WHAT TO PRODUCE: Reproduce the following entries verbatim, leaving out the pictures.
━━━ SOURCE RECORDS ━━━
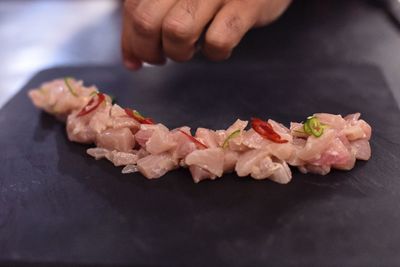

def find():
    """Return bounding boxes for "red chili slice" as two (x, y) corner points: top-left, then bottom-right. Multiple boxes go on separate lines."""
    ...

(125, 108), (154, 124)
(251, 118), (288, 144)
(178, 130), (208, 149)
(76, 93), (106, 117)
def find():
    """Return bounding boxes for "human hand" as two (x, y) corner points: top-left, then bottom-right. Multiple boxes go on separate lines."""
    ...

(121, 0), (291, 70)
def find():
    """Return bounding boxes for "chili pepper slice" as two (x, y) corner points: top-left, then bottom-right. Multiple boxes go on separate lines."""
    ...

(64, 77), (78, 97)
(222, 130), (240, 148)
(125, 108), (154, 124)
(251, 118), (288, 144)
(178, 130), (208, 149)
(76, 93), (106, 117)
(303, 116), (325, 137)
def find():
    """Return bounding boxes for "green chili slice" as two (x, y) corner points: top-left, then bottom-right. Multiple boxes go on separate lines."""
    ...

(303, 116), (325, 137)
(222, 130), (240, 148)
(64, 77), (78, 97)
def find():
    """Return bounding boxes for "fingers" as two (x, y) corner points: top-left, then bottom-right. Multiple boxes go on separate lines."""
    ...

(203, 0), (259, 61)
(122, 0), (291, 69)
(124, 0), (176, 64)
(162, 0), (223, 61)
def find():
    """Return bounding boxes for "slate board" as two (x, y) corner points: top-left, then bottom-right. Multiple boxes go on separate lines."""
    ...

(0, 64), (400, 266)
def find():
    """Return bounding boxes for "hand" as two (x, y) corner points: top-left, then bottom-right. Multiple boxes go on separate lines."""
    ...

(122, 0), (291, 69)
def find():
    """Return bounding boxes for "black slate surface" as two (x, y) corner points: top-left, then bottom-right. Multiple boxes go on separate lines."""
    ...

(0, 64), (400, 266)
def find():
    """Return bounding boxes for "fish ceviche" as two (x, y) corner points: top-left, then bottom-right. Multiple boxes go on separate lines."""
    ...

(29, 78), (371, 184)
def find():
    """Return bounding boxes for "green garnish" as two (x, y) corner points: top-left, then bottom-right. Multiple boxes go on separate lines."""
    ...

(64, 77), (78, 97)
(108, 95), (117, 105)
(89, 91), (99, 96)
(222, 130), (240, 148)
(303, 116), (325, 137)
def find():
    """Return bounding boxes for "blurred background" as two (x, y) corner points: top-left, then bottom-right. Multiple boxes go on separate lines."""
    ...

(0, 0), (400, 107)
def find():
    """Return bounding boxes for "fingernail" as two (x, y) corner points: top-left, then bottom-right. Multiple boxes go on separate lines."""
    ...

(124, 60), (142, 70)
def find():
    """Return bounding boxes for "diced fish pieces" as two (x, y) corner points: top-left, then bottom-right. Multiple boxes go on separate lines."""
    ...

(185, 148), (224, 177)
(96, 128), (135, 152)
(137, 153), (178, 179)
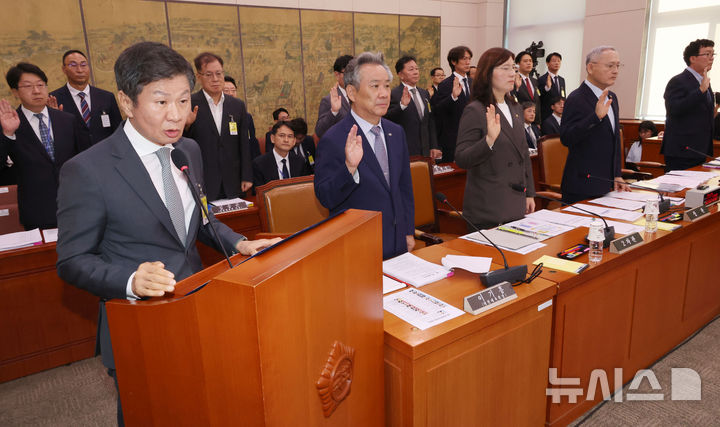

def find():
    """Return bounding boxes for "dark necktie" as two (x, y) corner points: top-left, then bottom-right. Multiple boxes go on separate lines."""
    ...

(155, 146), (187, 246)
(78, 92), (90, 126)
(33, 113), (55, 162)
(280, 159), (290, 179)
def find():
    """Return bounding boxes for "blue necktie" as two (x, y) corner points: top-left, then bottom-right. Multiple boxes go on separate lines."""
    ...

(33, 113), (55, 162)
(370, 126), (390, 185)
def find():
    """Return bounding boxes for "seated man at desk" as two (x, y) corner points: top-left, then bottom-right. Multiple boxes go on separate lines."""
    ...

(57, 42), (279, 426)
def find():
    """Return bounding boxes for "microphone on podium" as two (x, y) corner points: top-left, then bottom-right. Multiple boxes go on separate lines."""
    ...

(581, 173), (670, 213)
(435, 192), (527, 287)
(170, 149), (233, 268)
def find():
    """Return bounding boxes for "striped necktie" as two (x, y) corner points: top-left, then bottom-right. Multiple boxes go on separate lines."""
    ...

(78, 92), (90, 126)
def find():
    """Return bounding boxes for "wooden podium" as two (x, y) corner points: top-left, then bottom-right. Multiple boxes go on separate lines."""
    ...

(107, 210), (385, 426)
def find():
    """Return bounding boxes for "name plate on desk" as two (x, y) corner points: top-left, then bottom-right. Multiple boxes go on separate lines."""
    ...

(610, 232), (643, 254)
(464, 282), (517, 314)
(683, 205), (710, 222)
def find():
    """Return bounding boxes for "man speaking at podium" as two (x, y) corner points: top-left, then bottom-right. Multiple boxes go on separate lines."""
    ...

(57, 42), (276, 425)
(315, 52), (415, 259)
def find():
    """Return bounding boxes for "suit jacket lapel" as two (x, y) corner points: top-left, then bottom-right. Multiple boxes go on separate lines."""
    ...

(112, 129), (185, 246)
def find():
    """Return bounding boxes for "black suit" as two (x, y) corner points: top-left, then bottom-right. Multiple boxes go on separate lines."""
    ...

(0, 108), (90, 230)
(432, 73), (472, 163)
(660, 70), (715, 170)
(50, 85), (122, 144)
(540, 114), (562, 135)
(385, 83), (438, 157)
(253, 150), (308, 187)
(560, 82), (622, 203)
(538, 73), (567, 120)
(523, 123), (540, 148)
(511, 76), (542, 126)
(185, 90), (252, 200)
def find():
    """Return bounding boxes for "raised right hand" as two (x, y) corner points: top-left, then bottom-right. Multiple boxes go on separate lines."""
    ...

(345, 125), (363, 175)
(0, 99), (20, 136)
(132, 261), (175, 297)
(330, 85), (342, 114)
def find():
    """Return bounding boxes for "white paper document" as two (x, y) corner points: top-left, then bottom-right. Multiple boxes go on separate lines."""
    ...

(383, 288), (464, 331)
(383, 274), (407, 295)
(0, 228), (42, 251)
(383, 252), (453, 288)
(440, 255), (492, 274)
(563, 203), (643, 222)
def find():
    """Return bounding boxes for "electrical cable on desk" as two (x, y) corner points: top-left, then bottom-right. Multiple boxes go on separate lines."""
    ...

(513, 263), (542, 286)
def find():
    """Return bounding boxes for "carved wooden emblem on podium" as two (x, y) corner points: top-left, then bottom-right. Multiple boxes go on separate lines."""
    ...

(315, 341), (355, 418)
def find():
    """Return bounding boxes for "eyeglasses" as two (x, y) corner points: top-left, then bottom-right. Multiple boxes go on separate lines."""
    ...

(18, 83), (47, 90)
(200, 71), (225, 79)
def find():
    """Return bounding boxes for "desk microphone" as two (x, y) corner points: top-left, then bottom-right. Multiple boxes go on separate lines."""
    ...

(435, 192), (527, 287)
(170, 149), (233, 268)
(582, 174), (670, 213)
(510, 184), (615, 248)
━━━
WORKED SOLUTION:
def find():
    """Return bounding boxes for "red chili slice" as two (x, y) corner points: top-left, then bottom-right. Multiple boxes go on separate lines."""
    ...

(125, 108), (154, 124)
(251, 118), (288, 144)
(178, 130), (208, 149)
(76, 93), (106, 117)
def find():
    """Return bounding boxes for "human hand" as two (x, y) corner points: top-left, then bottom-right. Multiple boxes go on separate lines."""
    ...

(121, 0), (291, 70)
def find():
    """Return bounding boxes for "chili pepper slice" as two (x, y) corner points: top-left, then bottom-right. Multiple boxes go on separate lines."""
    ...

(64, 77), (78, 97)
(222, 130), (240, 148)
(125, 108), (154, 124)
(251, 118), (288, 144)
(178, 130), (208, 149)
(76, 93), (106, 117)
(303, 116), (325, 137)
def find():
    """Return bounding boxes for "green chili slice" as two (x, y) corner points: top-left, then bottom-right. Multiple boxes go on separate lines."""
    ...

(303, 116), (325, 137)
(222, 130), (240, 148)
(64, 77), (78, 97)
def find():
    """Return bounding boxes for "fingers" as two (x, y) corner points: top-left, then bottom-right. Multiple boxes go on separate lines."""
    ...

(203, 0), (259, 61)
(122, 0), (291, 69)
(124, 0), (176, 64)
(162, 0), (223, 61)
def find():
    """Return bounding boxes for "slate board" as two (x, y) corner points: top-left, then bottom-right. Multiple boxes go on separate lines."""
    ...

(0, 64), (400, 266)
def find():
    """Return bounding boxes for "hand" as two (x, y) corner points: top-left, then bottom-right. Multiple boxes go on separate lines."""
    ...

(122, 0), (291, 69)
def find():
    """Return bounding boxes for "black slate surface" as two (x, y) corner points: top-left, then bottom-right. Multiple boxes go on separate lines."""
    ...

(0, 64), (400, 266)
def find():
    """Return bounding boxes for "fish ceviche" as two (x, y) corner points: top-left, then bottom-right. Multiple boxes go on separate lines."""
    ...

(29, 78), (371, 184)
def find():
    """Return bounding boxes for "green garnish" as two (x, y) corner points: top-left, then bottom-right. Multiple boxes go on separate lines."""
    ...

(64, 77), (78, 97)
(108, 95), (117, 105)
(89, 91), (99, 96)
(222, 130), (240, 148)
(303, 116), (325, 137)
def find():
    """Return bounding boxes for "blurred background" as two (x, y) corner points: top-left, then bottom-right. Multiple boxes go on separate lines."""
    ...

(0, 0), (400, 107)
def find():
    """Return bounding boxes for "fingernail" as two (x, y) corner points: top-left, then bottom-right. Multiple boxes go on separate lines."""
    ...

(124, 60), (142, 70)
def find():
    """Return bounding boxes for "diced fish pieces" as two (x, y) corner points: top-left, then bottom-right. Multiple boxes go on separate lines."""
    ...

(185, 148), (224, 177)
(96, 128), (135, 152)
(137, 153), (178, 179)

def find():
    """Return bounding boxes for "dark necktie" as two (x, y) corner points: top-left, then bottom-right. Multiple boxes go on separate lines."""
    ...

(155, 146), (187, 246)
(78, 92), (90, 126)
(33, 113), (55, 162)
(280, 159), (290, 179)
def find():
    """Return bounding boxes for "blue necktie" as two (x, y) corner points: top-left, then bottom-right. Multiple boxes go on separate lines."""
    ...

(33, 113), (55, 162)
(370, 126), (390, 185)
def find():
    """Return bounding boxes for "seated man at desk" as two (x, y) corner points: top-left, then bottom-right. Multiple boxes go on separate lines."""
    ...

(57, 42), (279, 426)
def find():
    """Return bounding boxes for "microphone on podium" as two (x, y) corner points: top-left, then bottom-right. Multiple boxes go on separate lines."""
    ...

(581, 173), (670, 213)
(435, 192), (527, 287)
(170, 149), (233, 268)
def find():
    """Return bounding boxes for "striped necktie" as two (x, y) corner points: top-left, then bottom-right. Multiple boxes go on separate lines."""
    ...

(78, 92), (90, 126)
def find():
    """Return bounding boxes for "wooden podium" as two (x, y) corner points: top-left, then bottom-right. Multiple boxes go on separate lines."""
    ...

(107, 210), (385, 426)
def find():
    """Return bounding boxes for "name plate on desk" as two (x, y) corner points: top-left, then bottom-right. Multiple boxes go on separate lines."""
    ...

(610, 232), (643, 254)
(464, 282), (517, 314)
(683, 205), (710, 222)
def find():
    """Return bounding boxes for "man speaking at podium" as two (x, y) corner points: top-left, then bottom-right. Multiple boxes go on separate lines."""
    ...

(57, 42), (276, 425)
(315, 52), (415, 259)
def find():
    """Return bounding boxes for "suit jacket lapel" as two (x, y) corner points: top-left, then bottom-right. Multiple boxes go on separate lines."""
    ...

(112, 129), (185, 246)
def find():
    """Return bounding boxes for "black suit" as two (x, y) corner points: top-left, then bottom-right. Multiple boxes go on separate lines."""
    ...

(0, 108), (90, 230)
(432, 73), (472, 163)
(660, 70), (715, 170)
(50, 85), (122, 144)
(540, 114), (562, 135)
(385, 83), (438, 157)
(253, 150), (308, 187)
(560, 82), (622, 203)
(538, 73), (567, 120)
(523, 123), (540, 148)
(511, 76), (542, 126)
(185, 90), (252, 200)
def find():
    """Return bounding boxes for "raised right hand" as two (x, y) corner points: top-left, then bottom-right. Multiple boxes go on separate lines."""
    ...

(345, 125), (363, 175)
(0, 99), (20, 136)
(132, 261), (175, 297)
(330, 85), (342, 114)
def find():
    """Return bounding boxes for "white paper document" as two (x, y) corner points: top-left, then bottom-right. Multiple boxes go on separate lines."""
    ...

(383, 288), (464, 331)
(383, 274), (407, 295)
(0, 228), (42, 251)
(383, 252), (453, 288)
(440, 255), (492, 274)
(563, 203), (643, 222)
def find():
    """Return bounding boxes for "electrical cable on desk" as two (x, y) corner points: top-left, then bottom-right. Multiple boxes go on separate lines."""
    ...

(513, 263), (542, 286)
def find():
    """Return bounding boxes for "carved wooden emblem on podium" as two (x, y) corner points: top-left, then bottom-right. Multiple boxes go on separate lines."""
    ...

(315, 341), (355, 418)
def find():
    """Return bounding boxes for "eyeglasses" as two (x, y) corner points: top-left, then bottom-right. Multiple boxes go on separate lines."""
    ...

(18, 83), (47, 90)
(200, 71), (225, 79)
def find():
    """Return bounding boxes for "desk microphone" as two (x, y) corner points: top-left, then bottom-right. Multiple boxes go on separate lines."""
    ...

(435, 192), (527, 287)
(170, 149), (233, 268)
(582, 174), (670, 213)
(510, 184), (615, 248)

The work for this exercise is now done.